══ TEXT SEGMENT ══
Robert, Helen, and I walked over to a little "street food" place to order souvlaki, a burger (for Marcus), and crepes, and then while Robert and Helen picked up the food, Marcus and I walked over to a little grocery store to pick up additional car snacks for the next day and some dessert for that night. Since the very first day, and our first grocery store/bakery stop, I had been noticing freezer cases of tiny dipped ice cream cones and ice cream pops, and I looked them up and found out they are called pagotinia and are apparently quite popular, so when I was there with Marcus I looked more closely and saw they were 12 euros per kilo, so we picked out four and it came out to be 2 euros and 52 cents, which seemed like a great deal.

Bakery ice cream treats:

We brought them back to the hotel room and everyone ate ice cream first, and then dinner, but that was okay, and then peopled conked out around 9:00 after we saw the sun set over ruins.
═══
══ COLLECTED DATA ══
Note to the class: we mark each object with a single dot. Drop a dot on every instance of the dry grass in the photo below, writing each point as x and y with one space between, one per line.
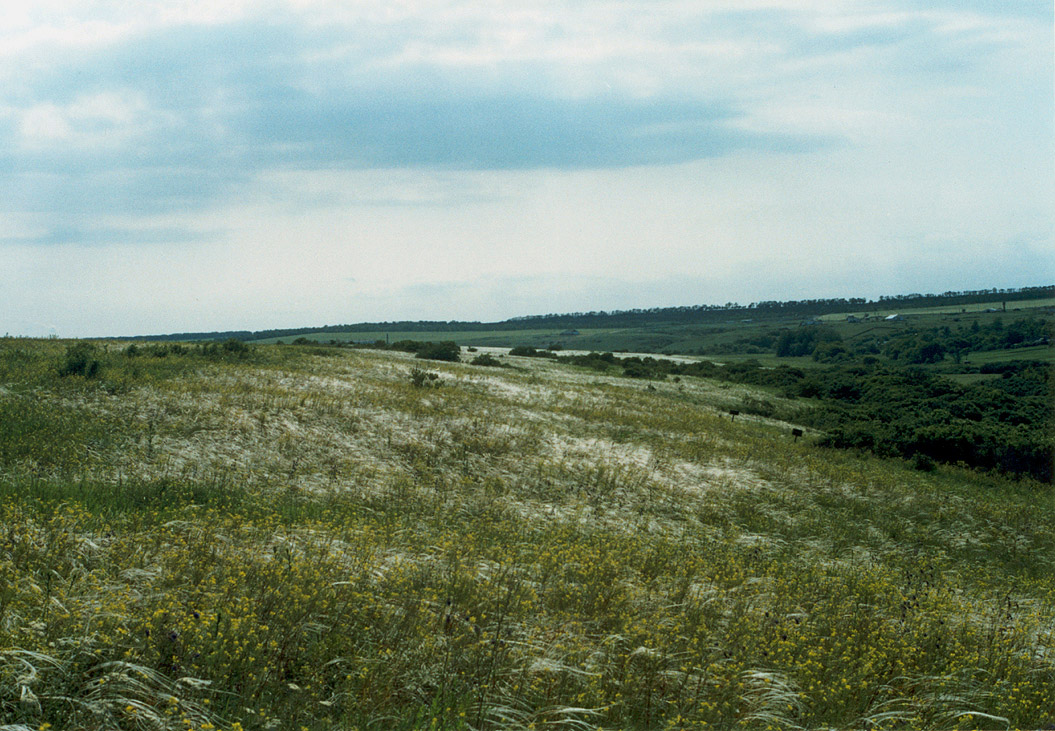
═══
TASK INSTRUCTIONS:
A. In the travel account, what did the pagotinia cost per kilo?
B. List every food the travel account says was ordered at the little "street food" place.

SOLVED PROBLEMS:
A. 12 euros per kilo.

B. Souvlaki, a burger, crepes